* STATED PROBLEM 1: In the Abul Hossain biography below, what does the text say links Shimanto Bank to Border Guards Bangladesh? Answer in one to three sentences.
* STATED PROBLEM 2: Please list every military course that the Abul Hossain biography below names as a notable one taken abroad, along with where each took place.
* STATED PROBLEM 3: Pick up the Abul Hossain biography below where it stops and keep writing it.

* SOURCE PASSAGE:
Abul Hossain, ndc, psc, is a retired three-star rank Bangladesh Army officer. He was a lieutenant general. He served as the director general of Border Guards Bangladesh. Before that he served as military secretary to President Md Abdul Hamid and as Engineer-in-chief at Army Headquarters, Commandant of Military Institute of Science and Technology, Chief Engineer of Dhaka City Corporation, Director of Special Works Organization and Director of Works & Chief Engineer of the Bangladesh Army. He was also ex-officio Chairman of Shimanto Bank which is a sister concern of BGB Welfare Trust.

Education 
Major General Abul Hossain joined Bangladesh Military Academy on 1 February 1980 and was commissioned on 27 December 1981 in the Corps of Engineers of Bangladesh Army. BSc in civil engineering from the Bangladesh University of Engineering and Technology (BUET). He obtained a Master of Business Administration (MBA) from American International University-Bangladesh and Masters in Defence Studies (MDS) from Bangladesh National University. He is qualified in M Phil Part-I from Bangladesh University of Professionals (BUP). He has undergone many military courses both at home and in abroad; notable ones are Junior Officer Combat Engineering course in China, Battalion Commander Command Course in Turkey, International Border Security & Management Briefing Programmed Course in UK and Advance Security Cooperation 08-1 Execution Course in Asia-Pacific Center for Security Studies (APCSS). He is a graduate of the Defence Service Command and Staff College and the National Defence College at Mirpur Cantonment. He has number of publications in his credit, notable one is "Carbon Mitigation: Clean Coal Through carbon capture & storage under clean development mechanism for energy and climate security in Bangladesh".

Region annotation entries:
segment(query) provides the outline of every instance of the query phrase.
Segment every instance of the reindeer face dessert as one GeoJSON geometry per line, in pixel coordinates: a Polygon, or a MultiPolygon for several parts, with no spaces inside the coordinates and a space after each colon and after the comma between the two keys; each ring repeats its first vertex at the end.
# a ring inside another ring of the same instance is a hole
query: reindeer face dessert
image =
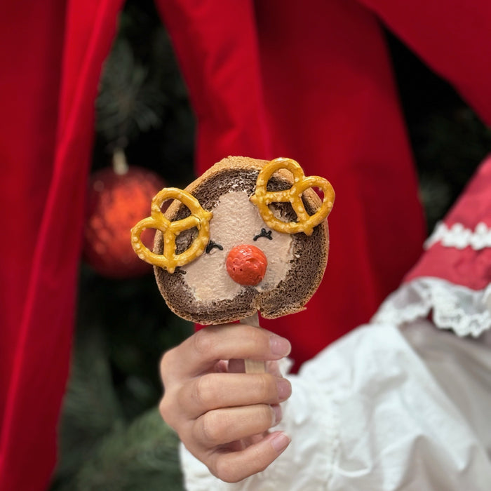
{"type": "Polygon", "coordinates": [[[183,318],[218,324],[257,311],[274,318],[302,310],[318,286],[333,201],[329,182],[306,177],[295,161],[229,157],[184,191],[157,194],[132,244],[154,265],[163,297],[183,318]],[[145,228],[157,229],[153,253],[140,240],[145,228]]]}

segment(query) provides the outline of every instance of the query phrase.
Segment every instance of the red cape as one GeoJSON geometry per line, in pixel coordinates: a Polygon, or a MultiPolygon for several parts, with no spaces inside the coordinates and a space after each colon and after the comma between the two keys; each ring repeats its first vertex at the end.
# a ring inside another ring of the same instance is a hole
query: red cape
{"type": "MultiPolygon", "coordinates": [[[[42,490],[69,370],[93,102],[121,0],[8,2],[0,23],[0,489],[42,490]]],[[[197,170],[288,156],[337,191],[322,286],[264,323],[297,363],[367,321],[424,235],[377,15],[491,122],[487,0],[159,0],[198,119],[197,170]]],[[[165,170],[163,170],[165,175],[165,170]]]]}

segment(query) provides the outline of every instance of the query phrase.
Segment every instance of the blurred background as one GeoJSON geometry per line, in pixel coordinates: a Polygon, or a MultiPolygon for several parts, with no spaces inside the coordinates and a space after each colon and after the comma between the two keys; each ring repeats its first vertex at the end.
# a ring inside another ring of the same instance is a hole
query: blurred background
{"type": "MultiPolygon", "coordinates": [[[[490,147],[491,132],[386,35],[431,231],[490,147]]],[[[128,230],[140,220],[135,208],[144,207],[147,216],[155,190],[184,187],[194,178],[194,116],[151,0],[129,0],[121,15],[100,83],[95,130],[72,368],[51,491],[181,490],[177,438],[157,410],[159,362],[193,327],[168,311],[151,268],[125,249],[128,230]],[[121,230],[114,228],[115,215],[121,230]]]]}

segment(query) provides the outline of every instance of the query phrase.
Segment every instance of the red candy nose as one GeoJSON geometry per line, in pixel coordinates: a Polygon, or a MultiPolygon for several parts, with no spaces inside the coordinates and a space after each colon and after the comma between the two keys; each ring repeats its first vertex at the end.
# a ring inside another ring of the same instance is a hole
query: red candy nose
{"type": "Polygon", "coordinates": [[[266,274],[268,261],[264,253],[255,246],[236,246],[227,257],[227,271],[239,285],[255,286],[266,274]]]}

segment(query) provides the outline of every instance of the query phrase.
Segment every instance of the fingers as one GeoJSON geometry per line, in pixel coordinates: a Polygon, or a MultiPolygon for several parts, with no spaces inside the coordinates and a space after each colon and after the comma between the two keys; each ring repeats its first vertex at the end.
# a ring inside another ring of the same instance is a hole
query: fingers
{"type": "Polygon", "coordinates": [[[217,360],[279,360],[291,349],[290,342],[260,328],[224,324],[201,329],[163,358],[161,369],[191,377],[210,370],[217,360]],[[182,363],[183,360],[191,363],[182,363]],[[167,363],[167,362],[169,363],[167,363]]]}
{"type": "Polygon", "coordinates": [[[192,436],[201,448],[212,449],[264,433],[278,423],[279,417],[266,404],[217,409],[196,420],[192,436]]]}
{"type": "Polygon", "coordinates": [[[227,483],[236,483],[264,471],[290,443],[290,438],[277,431],[237,452],[214,452],[206,462],[212,473],[227,483]]]}
{"type": "Polygon", "coordinates": [[[270,373],[210,373],[191,379],[177,396],[186,415],[195,419],[219,408],[278,404],[291,392],[288,379],[270,373]]]}

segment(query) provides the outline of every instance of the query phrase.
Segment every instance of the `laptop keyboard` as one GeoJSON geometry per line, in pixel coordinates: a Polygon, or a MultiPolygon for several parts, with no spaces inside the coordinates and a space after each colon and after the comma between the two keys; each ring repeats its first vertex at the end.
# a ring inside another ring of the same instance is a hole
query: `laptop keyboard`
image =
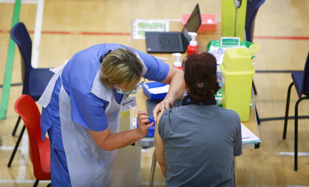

* EXERCISE RESPONSE 1: The biography says Shimanto Bank is a sister concern of BGB Welfare Trust. That connection explains why Abul Hossain, who served as director general of Border Guards Bangladesh, was also the bank's ex-officio Chairman.

* EXERCISE RESPONSE 2:
- Junior Officer Combat Engineering course, China
- Battalion Commander Command Course, Turkey
- International Border Security & Management Briefing Programmed Course, UK
- Advance Security Cooperation 08-1 Execution Course, Asia-Pacific Center for Security Studies (APCSS)

* EXERCISE RESPONSE 3:
Military career 
Hossain served in different engineer battalions. He served as Officer Commanding of 33 Field Company Engineers and Project Officer of Road construction Project at Chimbuk-Thanchi road in Chittagong Hill Tracts. He was Brigade Major of an Independent Engineer Brigade and Grade2 Staff officer of Engineer in Chief Branch at Army Headquarters. He was also Sector Commander of Border Guard Bangladesh. He was chief instructor in Engineer Centre & School of Military Engineering. He was the Director of Special Works Organization and Director Works and Chief Engineer of Army Headquarters. He also served as Commanding Officer of ECSME Training Battalion and Commanding officer of 17 Engineer Construction Battalion. He has done his UN mission as commanding officer of EOD Battalion in Kuwait (OKP-11) at the year of 2000–02. He was Chief Engineer of Dhaka City Corporation and Commandant of Bangladesh Ordnance Factory. He was also the Commandant of Military Institute of Science and Technology. He also served as Engineer in Chief at Army Headquarters.

He joined Bangabhaban as military secretary to President Md Abdul Hamid in January 2014. He was appointed as director general of the Border Guard Bangladesh on 2 November 2016. On 8 March 2018, he was brought back to the army and on 14th March he went to retirement. He elevated to Lt. General from Major General rank on the last day of his service.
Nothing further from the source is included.